Work to be completed> Down to the last line, transcribe the records verbatim and exclude the images.

Data to process>
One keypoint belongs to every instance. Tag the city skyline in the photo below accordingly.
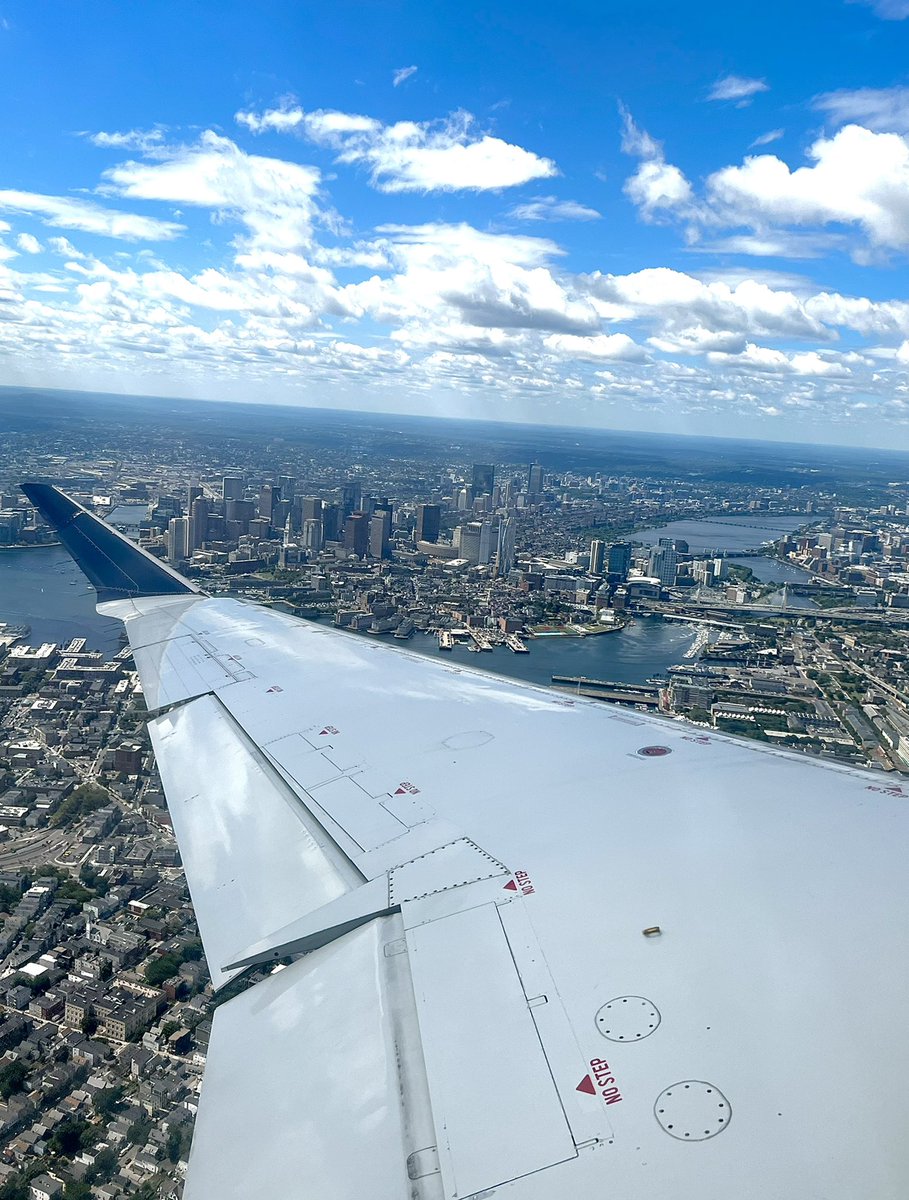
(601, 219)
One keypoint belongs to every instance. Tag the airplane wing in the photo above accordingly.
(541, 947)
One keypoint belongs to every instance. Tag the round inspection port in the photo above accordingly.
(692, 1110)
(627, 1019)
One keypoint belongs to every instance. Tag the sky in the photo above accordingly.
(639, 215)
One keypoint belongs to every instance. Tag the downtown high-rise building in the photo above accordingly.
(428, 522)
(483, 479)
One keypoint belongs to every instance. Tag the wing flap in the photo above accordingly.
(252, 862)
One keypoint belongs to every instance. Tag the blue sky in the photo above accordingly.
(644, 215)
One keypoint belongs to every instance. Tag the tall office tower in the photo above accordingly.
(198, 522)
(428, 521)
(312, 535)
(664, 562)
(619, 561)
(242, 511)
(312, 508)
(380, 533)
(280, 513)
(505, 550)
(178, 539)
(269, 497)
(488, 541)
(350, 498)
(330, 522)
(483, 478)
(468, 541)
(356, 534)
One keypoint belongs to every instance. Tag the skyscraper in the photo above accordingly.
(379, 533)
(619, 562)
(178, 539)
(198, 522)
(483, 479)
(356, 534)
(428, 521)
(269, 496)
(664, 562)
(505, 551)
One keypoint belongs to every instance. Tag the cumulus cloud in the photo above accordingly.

Response area>
One keypoint belongs to every instance. Tag the city skyline in the photo below accordingly.
(601, 219)
One keypoint belongs to every instance. Tag the airplane wing in the photo above accordingly.
(541, 947)
One keypoint belongs to every instance. Tag the round inspection port in the photo above accordingly.
(692, 1110)
(627, 1019)
One keypoint belongs to every instance. Tag the sky in the photo above accordingly.
(639, 215)
One keypoint belongs to every instance. Tag the downtown high-rise building in the photo above accordingly.
(428, 522)
(483, 479)
One keypoint belongs to every instance. Tag the wing flap in the photo above accordingly.
(252, 862)
One keypoint belongs to every instance. Tag the blue sky in the photo above accordingly.
(644, 215)
One keypoint belongs to every instance. Tag the tall office tower in the photo above accordingly.
(198, 522)
(428, 521)
(312, 535)
(664, 562)
(619, 561)
(242, 511)
(312, 508)
(380, 533)
(280, 513)
(505, 550)
(178, 539)
(269, 497)
(488, 541)
(350, 498)
(330, 522)
(483, 478)
(468, 541)
(356, 534)
One keypoint belongs to every instance. Tag the skyscraper in the photo above accordingly.
(379, 533)
(619, 562)
(178, 539)
(198, 522)
(483, 479)
(356, 534)
(428, 521)
(269, 496)
(664, 562)
(505, 551)
One keypoint belongs to every instance. Tag the cumulus cloud in the photo above accordingly.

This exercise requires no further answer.